> [TASK] Please retype the records below exactly, from the first line down to and including the line with "Indicate the front grille".

[Stored entries]

########

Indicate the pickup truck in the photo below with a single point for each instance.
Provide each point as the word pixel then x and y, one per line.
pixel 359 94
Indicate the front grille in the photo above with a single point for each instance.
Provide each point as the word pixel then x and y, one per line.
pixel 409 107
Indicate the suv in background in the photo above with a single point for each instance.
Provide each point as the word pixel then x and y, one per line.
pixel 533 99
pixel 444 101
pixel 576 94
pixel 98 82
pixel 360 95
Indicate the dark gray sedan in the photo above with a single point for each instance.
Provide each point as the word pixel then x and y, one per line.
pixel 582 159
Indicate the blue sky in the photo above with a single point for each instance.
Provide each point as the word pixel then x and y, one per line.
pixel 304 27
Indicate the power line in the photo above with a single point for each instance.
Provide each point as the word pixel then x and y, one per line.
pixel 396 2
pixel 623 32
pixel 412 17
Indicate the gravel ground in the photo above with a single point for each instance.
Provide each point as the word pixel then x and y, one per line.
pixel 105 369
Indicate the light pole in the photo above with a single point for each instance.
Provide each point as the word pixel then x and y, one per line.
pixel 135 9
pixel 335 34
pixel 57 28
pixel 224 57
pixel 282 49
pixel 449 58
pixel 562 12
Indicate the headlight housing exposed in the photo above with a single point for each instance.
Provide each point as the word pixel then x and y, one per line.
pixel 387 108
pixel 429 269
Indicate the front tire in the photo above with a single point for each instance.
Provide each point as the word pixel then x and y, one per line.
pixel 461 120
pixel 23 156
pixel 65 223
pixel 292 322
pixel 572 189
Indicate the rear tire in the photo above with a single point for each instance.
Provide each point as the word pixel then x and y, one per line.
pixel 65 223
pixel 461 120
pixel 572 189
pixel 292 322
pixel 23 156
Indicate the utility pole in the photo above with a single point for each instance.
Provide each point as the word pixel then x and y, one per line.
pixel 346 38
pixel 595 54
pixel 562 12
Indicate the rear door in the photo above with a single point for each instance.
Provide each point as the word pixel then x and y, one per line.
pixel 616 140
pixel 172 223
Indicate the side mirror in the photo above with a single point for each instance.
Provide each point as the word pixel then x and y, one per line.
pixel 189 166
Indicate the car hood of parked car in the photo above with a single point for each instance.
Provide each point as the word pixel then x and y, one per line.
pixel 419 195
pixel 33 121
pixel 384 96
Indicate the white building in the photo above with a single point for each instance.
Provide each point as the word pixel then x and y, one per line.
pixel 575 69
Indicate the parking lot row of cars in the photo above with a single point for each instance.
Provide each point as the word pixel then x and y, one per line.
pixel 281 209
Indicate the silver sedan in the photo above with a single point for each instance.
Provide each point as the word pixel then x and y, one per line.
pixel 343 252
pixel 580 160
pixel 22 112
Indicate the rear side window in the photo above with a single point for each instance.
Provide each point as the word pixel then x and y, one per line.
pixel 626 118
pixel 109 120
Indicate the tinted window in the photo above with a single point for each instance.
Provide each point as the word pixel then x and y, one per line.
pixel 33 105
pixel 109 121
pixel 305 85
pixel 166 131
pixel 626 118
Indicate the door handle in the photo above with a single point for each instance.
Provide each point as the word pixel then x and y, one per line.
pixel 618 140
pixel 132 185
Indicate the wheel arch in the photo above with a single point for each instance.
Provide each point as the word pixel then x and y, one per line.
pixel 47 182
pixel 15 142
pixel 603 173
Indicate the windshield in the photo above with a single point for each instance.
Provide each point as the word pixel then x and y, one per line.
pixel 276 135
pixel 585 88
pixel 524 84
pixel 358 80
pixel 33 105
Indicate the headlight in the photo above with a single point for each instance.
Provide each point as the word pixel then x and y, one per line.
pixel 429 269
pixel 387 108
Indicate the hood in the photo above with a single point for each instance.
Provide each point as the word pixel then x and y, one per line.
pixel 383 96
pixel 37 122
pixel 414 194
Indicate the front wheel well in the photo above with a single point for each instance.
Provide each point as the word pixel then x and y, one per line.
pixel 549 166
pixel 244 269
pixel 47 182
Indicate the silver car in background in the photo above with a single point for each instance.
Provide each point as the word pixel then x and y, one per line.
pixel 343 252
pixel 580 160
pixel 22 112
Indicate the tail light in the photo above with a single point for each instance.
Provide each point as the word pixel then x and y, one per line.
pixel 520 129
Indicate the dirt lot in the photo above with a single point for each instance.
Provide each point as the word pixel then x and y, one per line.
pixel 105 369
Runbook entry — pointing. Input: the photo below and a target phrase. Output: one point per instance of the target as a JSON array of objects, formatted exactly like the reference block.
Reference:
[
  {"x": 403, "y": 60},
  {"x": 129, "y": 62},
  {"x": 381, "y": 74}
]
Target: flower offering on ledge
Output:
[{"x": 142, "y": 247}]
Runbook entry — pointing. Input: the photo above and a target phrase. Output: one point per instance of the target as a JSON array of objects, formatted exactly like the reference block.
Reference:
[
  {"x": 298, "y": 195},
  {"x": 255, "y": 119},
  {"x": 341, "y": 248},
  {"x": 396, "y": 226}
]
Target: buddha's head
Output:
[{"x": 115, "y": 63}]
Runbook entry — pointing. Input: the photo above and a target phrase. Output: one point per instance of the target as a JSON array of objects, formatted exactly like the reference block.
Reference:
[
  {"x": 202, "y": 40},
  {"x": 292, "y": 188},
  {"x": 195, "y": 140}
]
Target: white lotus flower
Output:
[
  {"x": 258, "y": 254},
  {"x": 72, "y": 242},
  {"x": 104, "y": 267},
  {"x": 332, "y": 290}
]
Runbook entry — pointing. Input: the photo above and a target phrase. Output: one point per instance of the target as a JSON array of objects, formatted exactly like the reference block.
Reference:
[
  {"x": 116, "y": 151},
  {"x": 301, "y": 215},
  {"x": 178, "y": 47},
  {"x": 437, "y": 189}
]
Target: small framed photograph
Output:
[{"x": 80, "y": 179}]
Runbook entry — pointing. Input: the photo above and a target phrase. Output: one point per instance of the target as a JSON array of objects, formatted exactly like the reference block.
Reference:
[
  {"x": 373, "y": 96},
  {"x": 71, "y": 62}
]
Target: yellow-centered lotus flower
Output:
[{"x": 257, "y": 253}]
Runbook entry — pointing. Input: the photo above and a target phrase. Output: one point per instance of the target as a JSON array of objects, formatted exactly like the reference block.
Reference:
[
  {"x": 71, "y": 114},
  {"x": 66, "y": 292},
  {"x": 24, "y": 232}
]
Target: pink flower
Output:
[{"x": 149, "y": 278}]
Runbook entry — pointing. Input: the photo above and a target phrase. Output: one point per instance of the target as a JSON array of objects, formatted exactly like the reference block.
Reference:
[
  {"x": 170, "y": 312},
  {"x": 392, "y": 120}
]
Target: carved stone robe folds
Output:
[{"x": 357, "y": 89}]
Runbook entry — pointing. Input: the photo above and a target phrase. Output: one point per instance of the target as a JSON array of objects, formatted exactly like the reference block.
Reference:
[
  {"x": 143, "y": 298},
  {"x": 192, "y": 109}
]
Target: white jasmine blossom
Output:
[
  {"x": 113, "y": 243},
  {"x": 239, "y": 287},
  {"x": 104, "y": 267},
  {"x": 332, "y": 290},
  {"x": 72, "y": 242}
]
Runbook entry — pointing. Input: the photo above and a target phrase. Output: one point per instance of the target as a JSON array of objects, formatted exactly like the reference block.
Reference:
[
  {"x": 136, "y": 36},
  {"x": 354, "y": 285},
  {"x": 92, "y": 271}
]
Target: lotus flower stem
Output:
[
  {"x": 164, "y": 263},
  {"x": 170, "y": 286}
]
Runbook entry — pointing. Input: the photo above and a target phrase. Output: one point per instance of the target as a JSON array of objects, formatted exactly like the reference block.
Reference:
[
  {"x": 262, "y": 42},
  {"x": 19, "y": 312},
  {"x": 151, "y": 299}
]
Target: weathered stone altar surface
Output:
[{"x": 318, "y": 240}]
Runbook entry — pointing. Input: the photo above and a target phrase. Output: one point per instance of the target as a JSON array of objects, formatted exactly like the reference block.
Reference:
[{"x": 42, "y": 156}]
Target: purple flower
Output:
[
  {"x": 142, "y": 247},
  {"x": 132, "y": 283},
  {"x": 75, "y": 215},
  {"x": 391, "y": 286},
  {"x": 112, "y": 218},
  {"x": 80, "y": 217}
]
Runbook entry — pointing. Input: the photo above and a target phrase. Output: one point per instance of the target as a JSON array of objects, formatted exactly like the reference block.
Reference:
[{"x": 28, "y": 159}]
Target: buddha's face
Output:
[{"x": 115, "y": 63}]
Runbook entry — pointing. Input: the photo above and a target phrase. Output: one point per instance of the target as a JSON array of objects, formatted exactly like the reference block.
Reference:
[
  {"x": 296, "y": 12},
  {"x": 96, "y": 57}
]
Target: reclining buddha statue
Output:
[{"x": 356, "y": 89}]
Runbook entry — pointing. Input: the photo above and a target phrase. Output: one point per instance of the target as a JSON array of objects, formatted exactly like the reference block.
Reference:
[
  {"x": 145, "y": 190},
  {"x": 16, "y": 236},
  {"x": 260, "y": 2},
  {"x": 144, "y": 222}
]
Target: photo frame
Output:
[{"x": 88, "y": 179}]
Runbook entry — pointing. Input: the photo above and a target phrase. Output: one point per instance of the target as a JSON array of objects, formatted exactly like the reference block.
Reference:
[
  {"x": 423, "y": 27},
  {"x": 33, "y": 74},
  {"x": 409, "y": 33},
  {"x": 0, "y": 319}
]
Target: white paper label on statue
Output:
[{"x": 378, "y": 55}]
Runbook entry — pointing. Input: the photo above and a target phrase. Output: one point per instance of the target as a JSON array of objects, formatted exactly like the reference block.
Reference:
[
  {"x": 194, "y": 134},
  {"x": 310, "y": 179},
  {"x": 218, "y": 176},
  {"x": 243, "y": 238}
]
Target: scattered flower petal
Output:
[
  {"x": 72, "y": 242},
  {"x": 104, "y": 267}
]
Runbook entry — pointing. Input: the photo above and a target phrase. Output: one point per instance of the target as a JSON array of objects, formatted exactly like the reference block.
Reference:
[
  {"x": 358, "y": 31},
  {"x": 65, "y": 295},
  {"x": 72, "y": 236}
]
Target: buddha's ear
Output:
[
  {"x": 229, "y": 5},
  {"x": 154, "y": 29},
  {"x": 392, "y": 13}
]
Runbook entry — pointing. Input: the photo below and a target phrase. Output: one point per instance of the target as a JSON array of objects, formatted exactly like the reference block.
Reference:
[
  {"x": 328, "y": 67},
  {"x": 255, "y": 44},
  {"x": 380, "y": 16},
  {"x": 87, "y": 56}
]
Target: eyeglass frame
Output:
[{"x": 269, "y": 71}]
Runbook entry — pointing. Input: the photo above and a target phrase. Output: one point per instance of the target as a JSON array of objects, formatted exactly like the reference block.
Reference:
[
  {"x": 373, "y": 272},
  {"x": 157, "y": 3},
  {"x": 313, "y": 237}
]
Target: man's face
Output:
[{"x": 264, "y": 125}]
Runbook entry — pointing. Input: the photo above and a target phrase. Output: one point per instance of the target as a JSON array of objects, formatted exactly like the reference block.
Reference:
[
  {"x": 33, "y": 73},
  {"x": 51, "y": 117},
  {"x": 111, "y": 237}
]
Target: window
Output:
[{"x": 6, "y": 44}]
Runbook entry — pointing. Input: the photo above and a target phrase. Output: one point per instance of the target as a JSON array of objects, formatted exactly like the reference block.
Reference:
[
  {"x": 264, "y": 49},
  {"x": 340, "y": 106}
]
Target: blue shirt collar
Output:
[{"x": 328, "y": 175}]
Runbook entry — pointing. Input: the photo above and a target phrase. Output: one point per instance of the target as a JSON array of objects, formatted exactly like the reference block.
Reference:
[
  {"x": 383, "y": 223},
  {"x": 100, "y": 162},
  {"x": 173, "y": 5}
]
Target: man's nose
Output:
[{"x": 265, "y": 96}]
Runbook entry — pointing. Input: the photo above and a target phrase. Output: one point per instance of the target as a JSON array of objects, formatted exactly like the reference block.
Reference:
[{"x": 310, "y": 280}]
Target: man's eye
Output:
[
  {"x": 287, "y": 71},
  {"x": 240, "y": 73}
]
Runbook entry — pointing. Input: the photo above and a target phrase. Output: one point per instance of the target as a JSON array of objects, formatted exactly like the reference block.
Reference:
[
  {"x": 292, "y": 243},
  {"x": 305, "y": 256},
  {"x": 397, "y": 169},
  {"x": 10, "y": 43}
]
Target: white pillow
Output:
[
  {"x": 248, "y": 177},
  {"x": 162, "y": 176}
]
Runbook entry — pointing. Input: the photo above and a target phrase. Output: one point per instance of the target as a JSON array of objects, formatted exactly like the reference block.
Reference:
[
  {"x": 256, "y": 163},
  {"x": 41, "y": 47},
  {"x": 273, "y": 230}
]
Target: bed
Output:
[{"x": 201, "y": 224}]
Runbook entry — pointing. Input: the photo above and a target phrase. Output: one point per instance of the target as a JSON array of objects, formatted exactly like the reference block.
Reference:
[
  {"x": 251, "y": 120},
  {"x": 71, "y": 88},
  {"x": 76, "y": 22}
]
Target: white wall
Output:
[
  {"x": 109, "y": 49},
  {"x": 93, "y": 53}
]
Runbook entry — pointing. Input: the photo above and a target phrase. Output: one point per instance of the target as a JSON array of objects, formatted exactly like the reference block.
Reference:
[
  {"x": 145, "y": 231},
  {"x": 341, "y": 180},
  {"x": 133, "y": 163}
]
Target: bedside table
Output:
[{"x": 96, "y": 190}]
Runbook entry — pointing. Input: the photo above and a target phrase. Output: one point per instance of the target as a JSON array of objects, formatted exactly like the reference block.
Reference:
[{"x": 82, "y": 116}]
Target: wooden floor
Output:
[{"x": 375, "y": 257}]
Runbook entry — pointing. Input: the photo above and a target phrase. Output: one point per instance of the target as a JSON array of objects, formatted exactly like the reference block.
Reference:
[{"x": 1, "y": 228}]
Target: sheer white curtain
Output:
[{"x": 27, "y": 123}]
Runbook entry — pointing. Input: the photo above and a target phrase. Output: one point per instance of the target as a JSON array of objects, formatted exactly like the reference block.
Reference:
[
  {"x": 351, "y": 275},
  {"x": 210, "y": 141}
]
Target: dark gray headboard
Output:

########

> [RESPONSE AREA]
Indicate the pickup truck in the photo below with a single point for each instance.
Provide each point as the word pixel then x and y, one per line.
pixel 359 94
Indicate the front grille in the photo above with a single point for each instance.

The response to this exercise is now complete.